* [SECTION DU DOCUMENT]:
■ ■ ■ ■ ■

On entend le canon très loin, les hostilités auraient-elles recommencé en Alsace ?

Mme des L. que l’inaction agace et qui a un permis de circulation, profite du beau temps pour se promener ; elle est allée avec le Dr  visiter le cimetière des mobiles de 1870, le fort de la Miotte, le monument du Pluviose et du lt Engel.

Je passe l’après-midi avec Mme de N. à lire et travailler.

6 heures. Salut.

On se bat près de Thann ; confirmation de la capitulation de Maubeuge et de l’exécution de Percin, mais pas officiellement.

Reçu lettre de M. Boulangé ; elle a quitté Nancy et est à Tours ce que je trouve fort sensé ; mais elle m’apprend la fuite en Angleterre de ma tante et de Jeanne, atteintes de bombardite aigüe. C’est de la folie. Que pouvait-on craindre à Dieppe ; la flotte allemande n’est pas près d’y arriver.

Elle me donne des nouvelles des cousins, Maurice est blessé à l’épaule, Jean a traversé sans dommage les combats de Belgique, Pierre était vivant le 1er , aucune nouvelle de Paul Augrain !

Mlle R. rentre de chez son père, elle m’apporte un permis de circuler que M. R. lui a donné pour moi ; c’est très gentil et je le remercierai quand je le verrai. S’il fait beau et que nous n’ayons rien à faire, je pourrai à mon tour me dérouiller un peu les jambes ; bien entendu, Mme de M. n’en sait rien.

Jeudi 10 septembre

L’engagement de Thann a été un succès pour nous ; on a amené cette nuit quelques blessés à l’hopital ; nous allons peut-être recommencer à en avoir. On nous dit que beaucoup de trains contenant des Russes et des Anglais ont passé en gare de Belfort et que les opérations vont reprendre en Alsace. Tant mieux. Mais d’où viennent ces troupes : de Marseille, sans doute ; est-ce là le fameux fait nouveau dont parle Kitchener ? J’avoue plutôt croire à notre poudre Turpin !

Reçu lettre d’Adèle qui me donne des détails sur la rentrée à Paris ; il me semble qu’en banlieue, on s’est bien affolé.

Mme de N. vient nous lire quatre lettres de son mari qui peignent admirablement l’état de Paris ces derniers jours ; on croyait presque les Allemands aux portes et l’on a été surpris et même un petit peu déçu de leur mouvement de recul.

■ ■ ■ ■ ■

* [SECTION DES DONNÉES]:
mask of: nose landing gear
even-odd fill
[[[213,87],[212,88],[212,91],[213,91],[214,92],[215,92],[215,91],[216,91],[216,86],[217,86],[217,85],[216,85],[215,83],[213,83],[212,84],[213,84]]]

■ ■ ■ ■ ■

Dans la section du document, recopiez mot pour mot le passage qui va de « On entend le » jusqu'à « et du lt Engel. ».

* [RÉPONSE ATTENDUE]:
On entend le canon très loin, les hostilités auraient-elles recommencé en Alsace ?

Mme des L. que l’inaction agace et qui a un permis de circulation, profite du beau temps pour se promener ; elle est allée avec le Dr  visiter le cimetière des mobiles de 1870, le fort de la Miotte, le monument du Pluviose et du lt Engel.